• **Excerto do documento**:
Fernando Pessoa foi daqueles que ousou sonhar desperto com aquela alvorada tão especial de névoa, utilizando o lado fantástico e maravilhoso da lenda do rei Sebastião de Portugal para transmitir o seu sonho e tornar acessível o conceito. Por isso, o seu poema dedicado a D. Sebastião termina com o mais sublime “golpe de asa” do sebastianismo. Recordemo-lo:

Que importa o areal e a morte e a desventura
Se com Deus me guardei?
É O que eu me sonhei que eterno dura,
É Esse que regressarei.

Foram esses versos que transformaram uma longa e absurda espera, sem sentido algum fora do seu tempo real, numa doutrina transcendente e em perfeito acordo com as premissas inerentes à fundação da pátria portuguesa e à sua missão física e espiritual no mundo. Ou seja, transformaram um sebastianismo humano e político, numa demanda espiritual que utilizava a figura do rei derrotado em Alcácer-Quibir como símbolo popular para um outro imponderável regresso: o Segundo Advento do Rei dos Reis, o Cristo Redentor Encoberto.

• **Dados registados**:
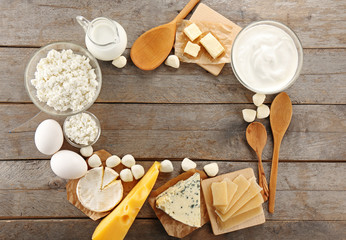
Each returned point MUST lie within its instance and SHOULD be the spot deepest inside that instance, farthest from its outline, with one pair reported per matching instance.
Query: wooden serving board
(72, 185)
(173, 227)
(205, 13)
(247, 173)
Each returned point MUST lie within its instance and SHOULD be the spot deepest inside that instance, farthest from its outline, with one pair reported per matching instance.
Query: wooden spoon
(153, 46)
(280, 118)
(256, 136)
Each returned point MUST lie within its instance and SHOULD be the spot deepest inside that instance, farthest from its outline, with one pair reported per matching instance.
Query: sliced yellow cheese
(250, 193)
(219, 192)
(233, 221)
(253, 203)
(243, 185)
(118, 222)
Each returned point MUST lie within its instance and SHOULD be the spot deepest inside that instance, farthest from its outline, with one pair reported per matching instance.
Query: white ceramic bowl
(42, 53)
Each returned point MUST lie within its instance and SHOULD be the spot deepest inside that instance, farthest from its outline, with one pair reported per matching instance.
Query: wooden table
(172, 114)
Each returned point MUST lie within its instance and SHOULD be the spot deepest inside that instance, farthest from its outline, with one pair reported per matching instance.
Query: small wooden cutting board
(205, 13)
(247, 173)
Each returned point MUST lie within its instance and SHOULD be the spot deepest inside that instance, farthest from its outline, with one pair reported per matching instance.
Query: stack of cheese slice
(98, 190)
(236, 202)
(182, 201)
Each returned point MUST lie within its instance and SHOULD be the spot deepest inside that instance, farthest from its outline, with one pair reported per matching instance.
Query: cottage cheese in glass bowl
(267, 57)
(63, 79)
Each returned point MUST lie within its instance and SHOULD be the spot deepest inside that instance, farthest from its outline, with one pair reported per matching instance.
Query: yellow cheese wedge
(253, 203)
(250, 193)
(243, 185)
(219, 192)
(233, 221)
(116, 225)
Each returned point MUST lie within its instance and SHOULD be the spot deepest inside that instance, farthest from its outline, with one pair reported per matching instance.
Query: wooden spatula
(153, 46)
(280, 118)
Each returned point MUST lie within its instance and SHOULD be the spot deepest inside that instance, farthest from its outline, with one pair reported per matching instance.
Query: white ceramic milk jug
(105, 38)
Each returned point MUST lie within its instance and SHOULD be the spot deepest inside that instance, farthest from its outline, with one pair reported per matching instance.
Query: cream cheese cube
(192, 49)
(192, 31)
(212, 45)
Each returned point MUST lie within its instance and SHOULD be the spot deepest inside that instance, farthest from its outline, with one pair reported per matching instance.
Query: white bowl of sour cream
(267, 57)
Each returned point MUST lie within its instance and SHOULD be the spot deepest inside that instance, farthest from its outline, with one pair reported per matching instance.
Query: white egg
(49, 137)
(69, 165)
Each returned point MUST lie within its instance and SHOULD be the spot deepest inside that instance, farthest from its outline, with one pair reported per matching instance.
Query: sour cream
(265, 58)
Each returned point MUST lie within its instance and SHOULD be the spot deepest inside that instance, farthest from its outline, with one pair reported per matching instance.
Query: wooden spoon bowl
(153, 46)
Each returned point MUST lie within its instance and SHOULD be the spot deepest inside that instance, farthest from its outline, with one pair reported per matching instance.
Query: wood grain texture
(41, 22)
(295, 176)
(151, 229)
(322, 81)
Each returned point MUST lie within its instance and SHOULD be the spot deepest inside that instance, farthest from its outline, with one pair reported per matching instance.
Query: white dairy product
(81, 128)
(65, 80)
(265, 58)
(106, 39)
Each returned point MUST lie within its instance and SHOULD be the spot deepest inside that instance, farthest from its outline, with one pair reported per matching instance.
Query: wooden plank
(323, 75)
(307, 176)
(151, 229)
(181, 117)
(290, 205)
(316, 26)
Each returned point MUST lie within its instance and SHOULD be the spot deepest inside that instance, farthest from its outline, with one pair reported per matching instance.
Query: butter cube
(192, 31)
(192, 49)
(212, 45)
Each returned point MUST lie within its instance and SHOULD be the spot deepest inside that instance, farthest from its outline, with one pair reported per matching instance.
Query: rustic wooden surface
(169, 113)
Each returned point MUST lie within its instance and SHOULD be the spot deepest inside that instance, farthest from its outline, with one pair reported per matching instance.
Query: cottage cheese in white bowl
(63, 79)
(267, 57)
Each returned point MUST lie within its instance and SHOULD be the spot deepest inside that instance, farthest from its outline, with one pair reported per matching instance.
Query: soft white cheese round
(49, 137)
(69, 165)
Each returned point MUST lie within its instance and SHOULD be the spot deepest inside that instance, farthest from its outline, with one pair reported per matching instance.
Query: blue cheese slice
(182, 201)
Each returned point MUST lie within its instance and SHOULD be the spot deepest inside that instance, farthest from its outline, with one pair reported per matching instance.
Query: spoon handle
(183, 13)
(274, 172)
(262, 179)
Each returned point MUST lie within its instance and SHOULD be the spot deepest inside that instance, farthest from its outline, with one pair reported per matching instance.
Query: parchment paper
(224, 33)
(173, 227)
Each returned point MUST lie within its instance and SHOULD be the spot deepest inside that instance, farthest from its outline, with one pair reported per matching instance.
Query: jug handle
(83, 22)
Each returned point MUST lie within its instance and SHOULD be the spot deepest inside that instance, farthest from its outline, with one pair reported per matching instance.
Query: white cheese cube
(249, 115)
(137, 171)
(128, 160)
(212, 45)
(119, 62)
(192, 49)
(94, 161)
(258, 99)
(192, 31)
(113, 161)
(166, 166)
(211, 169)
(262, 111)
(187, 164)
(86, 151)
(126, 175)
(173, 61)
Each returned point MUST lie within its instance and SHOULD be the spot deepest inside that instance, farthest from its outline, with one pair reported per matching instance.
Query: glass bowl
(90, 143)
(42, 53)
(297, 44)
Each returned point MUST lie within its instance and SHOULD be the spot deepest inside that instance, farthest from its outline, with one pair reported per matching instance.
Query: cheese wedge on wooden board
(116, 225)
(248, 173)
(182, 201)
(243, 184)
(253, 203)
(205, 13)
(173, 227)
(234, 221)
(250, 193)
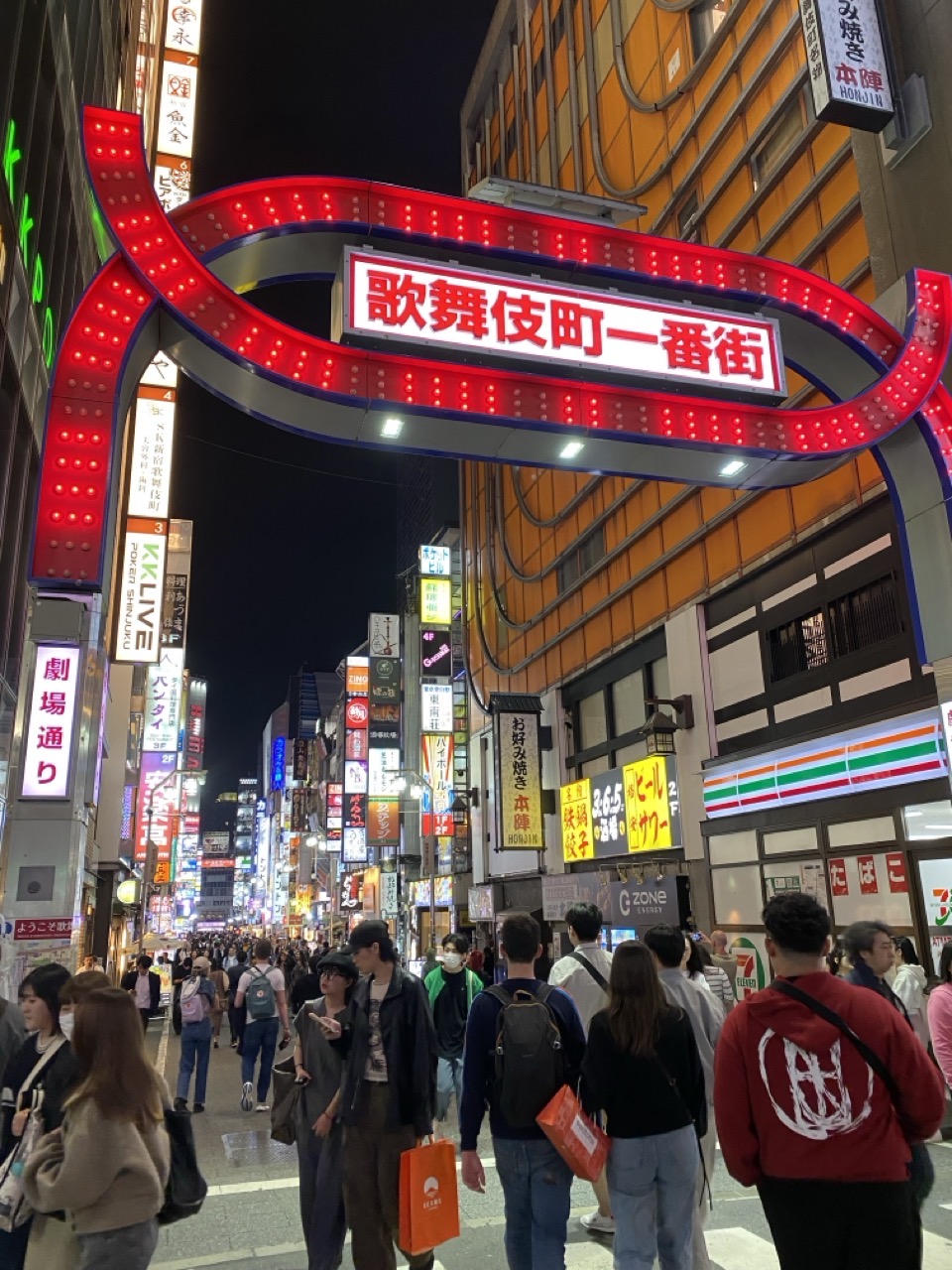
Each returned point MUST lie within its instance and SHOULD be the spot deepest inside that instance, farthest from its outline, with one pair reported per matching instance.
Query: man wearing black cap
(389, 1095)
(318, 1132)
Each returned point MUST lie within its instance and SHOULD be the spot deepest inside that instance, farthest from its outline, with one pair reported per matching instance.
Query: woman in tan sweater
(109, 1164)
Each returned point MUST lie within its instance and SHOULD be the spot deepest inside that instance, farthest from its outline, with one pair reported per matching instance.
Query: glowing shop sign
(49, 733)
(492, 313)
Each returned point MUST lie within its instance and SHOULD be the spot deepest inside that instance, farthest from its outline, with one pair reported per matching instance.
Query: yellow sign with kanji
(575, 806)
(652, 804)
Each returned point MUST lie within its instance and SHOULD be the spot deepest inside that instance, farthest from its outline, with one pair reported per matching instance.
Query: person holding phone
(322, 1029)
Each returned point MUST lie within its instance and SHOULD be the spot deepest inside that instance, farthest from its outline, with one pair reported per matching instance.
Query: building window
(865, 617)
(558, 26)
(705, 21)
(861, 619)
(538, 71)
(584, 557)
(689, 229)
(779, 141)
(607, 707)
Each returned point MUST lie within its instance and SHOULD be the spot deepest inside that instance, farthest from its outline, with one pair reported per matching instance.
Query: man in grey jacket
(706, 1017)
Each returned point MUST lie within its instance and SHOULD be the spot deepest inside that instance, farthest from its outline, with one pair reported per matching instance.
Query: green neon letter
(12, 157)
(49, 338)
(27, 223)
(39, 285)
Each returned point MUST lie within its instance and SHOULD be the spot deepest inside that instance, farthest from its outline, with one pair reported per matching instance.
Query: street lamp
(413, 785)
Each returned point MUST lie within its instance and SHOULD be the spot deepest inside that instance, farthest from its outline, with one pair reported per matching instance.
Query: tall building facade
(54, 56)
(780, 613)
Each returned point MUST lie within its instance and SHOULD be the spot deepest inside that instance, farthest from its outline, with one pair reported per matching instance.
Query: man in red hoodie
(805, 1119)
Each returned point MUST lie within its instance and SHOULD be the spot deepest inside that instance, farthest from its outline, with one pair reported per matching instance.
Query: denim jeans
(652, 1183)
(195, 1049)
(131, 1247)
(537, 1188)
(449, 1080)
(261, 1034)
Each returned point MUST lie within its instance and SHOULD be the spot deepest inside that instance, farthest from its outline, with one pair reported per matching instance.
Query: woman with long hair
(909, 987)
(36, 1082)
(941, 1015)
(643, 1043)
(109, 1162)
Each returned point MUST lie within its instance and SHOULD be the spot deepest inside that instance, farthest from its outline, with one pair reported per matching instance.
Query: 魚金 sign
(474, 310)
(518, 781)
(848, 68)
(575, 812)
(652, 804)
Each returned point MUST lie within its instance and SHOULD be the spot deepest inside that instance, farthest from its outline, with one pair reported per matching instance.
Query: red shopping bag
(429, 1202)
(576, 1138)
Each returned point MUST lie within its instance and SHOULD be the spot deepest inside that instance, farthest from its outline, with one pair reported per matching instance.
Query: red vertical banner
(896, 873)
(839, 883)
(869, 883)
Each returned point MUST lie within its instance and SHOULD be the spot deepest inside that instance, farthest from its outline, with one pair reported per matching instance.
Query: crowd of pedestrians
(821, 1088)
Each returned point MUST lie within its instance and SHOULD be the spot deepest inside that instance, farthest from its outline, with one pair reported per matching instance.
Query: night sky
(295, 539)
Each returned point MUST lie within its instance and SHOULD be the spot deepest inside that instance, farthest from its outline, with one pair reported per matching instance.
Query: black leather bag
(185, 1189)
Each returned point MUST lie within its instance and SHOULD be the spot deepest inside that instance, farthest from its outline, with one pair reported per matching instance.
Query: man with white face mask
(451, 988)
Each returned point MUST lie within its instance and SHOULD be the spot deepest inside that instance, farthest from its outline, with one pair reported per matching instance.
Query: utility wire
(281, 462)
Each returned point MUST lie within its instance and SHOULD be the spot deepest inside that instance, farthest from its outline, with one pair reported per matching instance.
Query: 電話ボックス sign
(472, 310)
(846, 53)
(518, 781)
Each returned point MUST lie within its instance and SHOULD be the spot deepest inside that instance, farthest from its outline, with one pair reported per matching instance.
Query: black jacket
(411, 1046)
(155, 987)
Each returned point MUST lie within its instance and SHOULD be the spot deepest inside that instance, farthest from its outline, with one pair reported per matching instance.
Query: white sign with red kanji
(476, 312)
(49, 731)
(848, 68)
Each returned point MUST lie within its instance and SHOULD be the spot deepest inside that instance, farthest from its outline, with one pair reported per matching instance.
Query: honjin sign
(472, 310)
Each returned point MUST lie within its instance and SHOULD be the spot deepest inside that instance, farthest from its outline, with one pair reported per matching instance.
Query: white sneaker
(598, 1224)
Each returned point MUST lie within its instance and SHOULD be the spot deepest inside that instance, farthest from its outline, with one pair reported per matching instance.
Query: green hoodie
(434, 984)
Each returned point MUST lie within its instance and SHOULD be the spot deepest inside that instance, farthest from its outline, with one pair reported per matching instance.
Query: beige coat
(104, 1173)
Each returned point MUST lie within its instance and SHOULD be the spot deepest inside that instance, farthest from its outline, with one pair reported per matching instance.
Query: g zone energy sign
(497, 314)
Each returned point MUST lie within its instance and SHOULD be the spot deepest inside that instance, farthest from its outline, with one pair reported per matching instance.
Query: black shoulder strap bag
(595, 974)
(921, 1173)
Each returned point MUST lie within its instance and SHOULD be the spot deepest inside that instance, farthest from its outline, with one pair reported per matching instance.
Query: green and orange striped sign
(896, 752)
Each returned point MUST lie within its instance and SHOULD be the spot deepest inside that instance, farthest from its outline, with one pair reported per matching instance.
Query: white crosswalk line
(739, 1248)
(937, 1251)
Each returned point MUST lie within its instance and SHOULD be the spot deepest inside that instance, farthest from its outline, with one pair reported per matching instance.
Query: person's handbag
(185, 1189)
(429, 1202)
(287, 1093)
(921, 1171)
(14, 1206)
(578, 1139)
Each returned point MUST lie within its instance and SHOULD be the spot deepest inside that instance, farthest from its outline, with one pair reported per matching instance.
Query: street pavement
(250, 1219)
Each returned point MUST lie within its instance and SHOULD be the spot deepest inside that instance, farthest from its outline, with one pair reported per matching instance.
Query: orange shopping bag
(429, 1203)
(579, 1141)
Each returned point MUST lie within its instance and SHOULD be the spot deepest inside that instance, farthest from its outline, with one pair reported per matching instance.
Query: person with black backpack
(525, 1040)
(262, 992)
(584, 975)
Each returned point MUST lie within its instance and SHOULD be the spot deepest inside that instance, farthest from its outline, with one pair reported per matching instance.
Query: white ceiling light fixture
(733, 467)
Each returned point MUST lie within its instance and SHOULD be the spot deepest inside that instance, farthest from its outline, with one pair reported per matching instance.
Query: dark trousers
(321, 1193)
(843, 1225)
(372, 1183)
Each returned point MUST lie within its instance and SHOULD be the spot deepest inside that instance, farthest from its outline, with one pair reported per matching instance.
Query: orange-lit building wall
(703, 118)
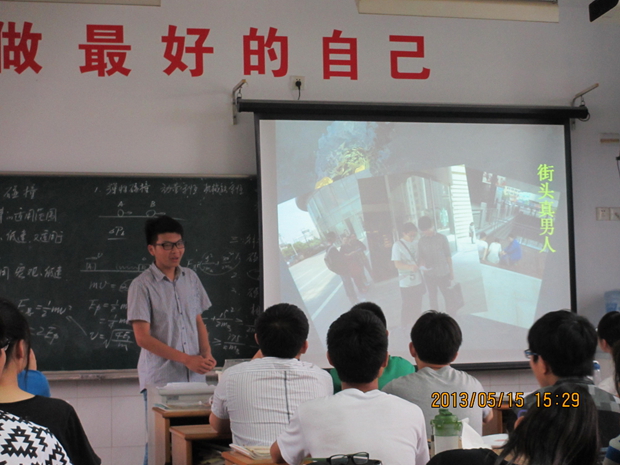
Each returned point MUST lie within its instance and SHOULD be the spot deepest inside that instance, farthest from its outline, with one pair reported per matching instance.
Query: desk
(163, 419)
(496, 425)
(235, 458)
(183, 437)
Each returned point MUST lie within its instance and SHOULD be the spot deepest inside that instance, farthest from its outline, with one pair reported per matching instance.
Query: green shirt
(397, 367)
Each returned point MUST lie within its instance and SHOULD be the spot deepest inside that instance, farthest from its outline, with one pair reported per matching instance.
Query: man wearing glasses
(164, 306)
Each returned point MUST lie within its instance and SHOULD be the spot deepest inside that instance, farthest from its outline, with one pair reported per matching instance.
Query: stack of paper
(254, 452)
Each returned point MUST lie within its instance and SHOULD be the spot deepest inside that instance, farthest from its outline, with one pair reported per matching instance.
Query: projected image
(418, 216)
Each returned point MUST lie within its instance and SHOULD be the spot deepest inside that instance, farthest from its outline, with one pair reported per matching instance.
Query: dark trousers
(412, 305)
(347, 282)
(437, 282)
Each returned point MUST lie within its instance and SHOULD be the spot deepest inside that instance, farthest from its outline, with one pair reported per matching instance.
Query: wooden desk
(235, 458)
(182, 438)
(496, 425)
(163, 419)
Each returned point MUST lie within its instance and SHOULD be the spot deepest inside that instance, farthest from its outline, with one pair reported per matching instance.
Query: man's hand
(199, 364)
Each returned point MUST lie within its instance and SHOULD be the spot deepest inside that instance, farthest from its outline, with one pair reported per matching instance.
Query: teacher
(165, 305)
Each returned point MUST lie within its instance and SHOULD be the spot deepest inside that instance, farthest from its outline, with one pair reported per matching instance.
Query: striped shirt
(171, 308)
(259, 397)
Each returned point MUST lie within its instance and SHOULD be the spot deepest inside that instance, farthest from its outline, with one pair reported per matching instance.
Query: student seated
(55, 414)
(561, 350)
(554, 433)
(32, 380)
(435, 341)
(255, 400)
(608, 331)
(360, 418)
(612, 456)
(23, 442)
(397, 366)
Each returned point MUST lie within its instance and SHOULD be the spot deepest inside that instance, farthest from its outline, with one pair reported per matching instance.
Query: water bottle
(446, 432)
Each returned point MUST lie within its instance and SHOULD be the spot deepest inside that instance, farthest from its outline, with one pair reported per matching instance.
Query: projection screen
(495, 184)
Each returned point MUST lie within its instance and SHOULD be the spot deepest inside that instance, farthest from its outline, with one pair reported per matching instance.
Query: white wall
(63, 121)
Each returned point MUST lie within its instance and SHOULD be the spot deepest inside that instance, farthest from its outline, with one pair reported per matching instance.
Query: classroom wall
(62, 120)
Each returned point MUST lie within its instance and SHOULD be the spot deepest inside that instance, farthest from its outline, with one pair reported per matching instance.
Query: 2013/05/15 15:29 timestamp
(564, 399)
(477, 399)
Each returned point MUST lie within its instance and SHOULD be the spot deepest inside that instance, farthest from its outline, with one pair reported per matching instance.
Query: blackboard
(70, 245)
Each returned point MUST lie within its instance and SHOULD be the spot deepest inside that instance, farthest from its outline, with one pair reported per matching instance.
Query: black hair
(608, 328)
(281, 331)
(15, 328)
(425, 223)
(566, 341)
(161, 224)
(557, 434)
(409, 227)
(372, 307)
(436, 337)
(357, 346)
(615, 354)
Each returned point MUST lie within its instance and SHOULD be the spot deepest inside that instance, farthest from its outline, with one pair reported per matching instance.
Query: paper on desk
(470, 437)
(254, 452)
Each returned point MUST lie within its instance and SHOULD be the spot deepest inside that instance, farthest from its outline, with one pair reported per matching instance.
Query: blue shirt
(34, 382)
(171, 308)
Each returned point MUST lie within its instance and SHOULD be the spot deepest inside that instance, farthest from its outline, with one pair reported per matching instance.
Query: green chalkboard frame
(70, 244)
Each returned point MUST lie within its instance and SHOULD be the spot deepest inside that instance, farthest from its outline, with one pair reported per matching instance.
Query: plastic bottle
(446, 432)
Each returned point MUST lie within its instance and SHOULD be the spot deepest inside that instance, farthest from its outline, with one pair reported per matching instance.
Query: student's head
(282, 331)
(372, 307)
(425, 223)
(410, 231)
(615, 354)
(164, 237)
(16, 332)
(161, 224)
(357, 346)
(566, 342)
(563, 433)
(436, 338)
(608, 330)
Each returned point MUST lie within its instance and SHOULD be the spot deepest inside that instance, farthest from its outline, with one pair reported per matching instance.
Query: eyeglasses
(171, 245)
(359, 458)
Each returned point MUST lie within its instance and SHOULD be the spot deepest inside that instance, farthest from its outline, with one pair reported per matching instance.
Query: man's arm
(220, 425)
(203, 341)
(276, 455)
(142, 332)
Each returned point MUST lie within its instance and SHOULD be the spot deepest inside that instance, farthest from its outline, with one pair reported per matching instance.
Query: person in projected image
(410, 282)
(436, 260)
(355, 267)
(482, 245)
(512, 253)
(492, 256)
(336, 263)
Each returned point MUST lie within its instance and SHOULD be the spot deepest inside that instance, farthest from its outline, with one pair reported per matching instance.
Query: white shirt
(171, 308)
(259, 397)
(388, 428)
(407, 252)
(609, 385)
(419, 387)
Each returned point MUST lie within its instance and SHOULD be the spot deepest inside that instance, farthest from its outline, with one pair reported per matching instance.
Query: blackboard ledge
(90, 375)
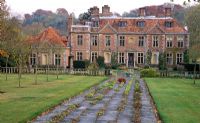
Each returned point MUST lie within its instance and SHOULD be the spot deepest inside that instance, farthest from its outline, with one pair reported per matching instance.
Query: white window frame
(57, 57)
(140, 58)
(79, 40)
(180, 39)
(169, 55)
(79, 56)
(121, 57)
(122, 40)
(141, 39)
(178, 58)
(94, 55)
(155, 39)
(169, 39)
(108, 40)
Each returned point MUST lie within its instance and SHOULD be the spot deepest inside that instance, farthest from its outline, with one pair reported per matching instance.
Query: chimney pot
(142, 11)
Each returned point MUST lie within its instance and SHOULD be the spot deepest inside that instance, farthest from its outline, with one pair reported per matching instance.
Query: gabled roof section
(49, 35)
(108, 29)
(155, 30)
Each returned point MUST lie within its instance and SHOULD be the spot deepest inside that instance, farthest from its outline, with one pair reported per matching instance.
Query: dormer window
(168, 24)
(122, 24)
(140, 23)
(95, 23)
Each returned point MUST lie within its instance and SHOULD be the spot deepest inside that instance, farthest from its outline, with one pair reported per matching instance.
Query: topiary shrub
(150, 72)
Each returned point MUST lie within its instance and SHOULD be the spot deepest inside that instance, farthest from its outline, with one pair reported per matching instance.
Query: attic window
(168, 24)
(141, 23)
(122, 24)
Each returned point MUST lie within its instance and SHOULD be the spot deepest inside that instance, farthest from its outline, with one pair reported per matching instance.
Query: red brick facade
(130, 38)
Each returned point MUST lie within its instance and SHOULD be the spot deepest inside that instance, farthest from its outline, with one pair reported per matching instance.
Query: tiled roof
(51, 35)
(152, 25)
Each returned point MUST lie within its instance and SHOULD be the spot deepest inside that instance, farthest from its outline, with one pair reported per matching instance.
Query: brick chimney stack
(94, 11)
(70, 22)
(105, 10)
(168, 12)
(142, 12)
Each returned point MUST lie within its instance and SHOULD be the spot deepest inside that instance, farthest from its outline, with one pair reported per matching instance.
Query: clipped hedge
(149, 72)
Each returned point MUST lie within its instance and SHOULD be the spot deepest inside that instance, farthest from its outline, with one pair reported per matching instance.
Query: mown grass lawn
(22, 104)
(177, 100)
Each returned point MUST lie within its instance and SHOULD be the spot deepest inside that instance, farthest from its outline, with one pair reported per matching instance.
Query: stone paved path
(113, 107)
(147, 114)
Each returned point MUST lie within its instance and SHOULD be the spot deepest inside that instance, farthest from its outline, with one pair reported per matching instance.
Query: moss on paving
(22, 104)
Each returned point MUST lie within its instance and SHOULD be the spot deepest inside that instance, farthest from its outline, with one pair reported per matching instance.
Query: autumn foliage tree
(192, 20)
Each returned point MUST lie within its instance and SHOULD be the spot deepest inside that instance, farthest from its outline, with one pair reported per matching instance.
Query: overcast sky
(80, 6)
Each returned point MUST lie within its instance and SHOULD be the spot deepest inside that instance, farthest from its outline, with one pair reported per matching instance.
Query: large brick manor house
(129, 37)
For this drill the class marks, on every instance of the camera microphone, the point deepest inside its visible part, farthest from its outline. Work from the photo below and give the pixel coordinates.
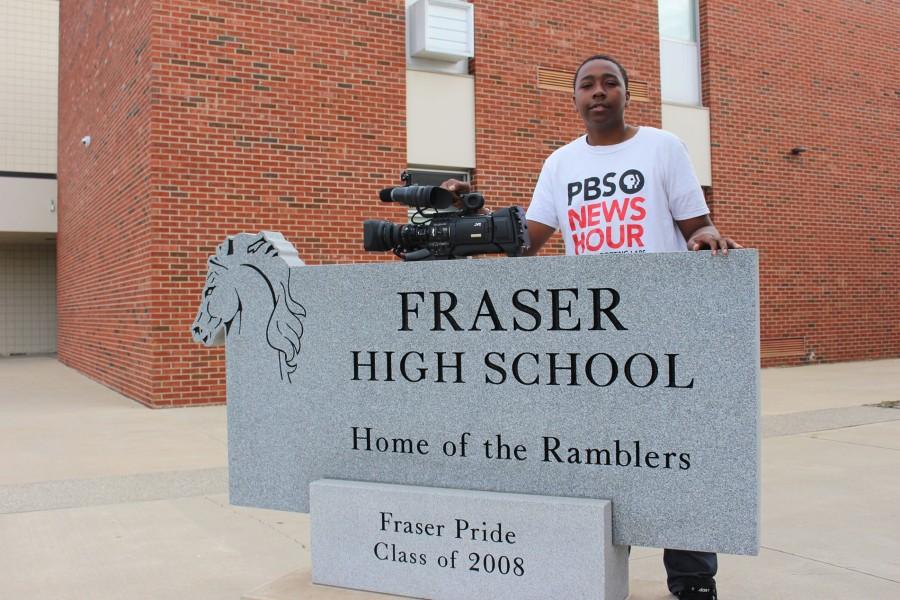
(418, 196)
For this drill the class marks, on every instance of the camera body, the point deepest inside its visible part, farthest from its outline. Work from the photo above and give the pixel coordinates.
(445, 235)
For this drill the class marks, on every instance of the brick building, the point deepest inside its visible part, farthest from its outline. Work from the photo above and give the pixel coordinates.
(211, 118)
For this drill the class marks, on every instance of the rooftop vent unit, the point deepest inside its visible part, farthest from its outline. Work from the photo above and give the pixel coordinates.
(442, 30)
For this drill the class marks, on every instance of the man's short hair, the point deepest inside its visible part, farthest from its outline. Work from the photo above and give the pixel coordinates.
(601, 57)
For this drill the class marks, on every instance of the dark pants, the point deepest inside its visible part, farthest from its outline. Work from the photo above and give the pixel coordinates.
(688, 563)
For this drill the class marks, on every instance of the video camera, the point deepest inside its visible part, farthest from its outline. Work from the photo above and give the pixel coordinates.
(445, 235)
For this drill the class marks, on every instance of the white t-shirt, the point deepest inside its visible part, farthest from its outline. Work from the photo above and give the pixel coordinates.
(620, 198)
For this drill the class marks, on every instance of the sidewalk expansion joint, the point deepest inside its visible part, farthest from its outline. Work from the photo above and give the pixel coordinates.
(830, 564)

• **Tarefa proposta**:
Prossiga o texto sobre Fernando Pessoa e o sebastianismo a partir da sua última frase.

• **Resposta**:
Acerca disso, não deixam quaisquer dúvidas estes versos do poema dedicado ao Terceiro Aviso desse retorno:

Mas quando quererás voltar?
Quando é o Rei? Quando é a Hora?

Quando virás a ser o Cristo
De a quem morreu o falso Deus,
E a despertar do mal que existo
A Nova Terra e os Novos Céus?

E também estes outros, dirigidos ao Encoberto, que compara à Rosa da Cruz:

Que símbolo divino
Traz o dia já visto?
Na Cruz, que é o Destino,
A Rosa que é o Cristo.

Esta nova concepção do sebastianismo transformava, realmente, as Trovas do Bandarra na Bíblia portuguesa, mas não de uma forma cega e obscura, e acabava de vez com as interpretações sucessivamente emendadas de António Vieira sobre a correlação humana do Encoberto, devolvendo-lhe a sua verdadeira dimensão espiritual, a única que realmente conta, e permitindo ao pregador jesuíta voar àquelas alturas onde melhor sabia estar.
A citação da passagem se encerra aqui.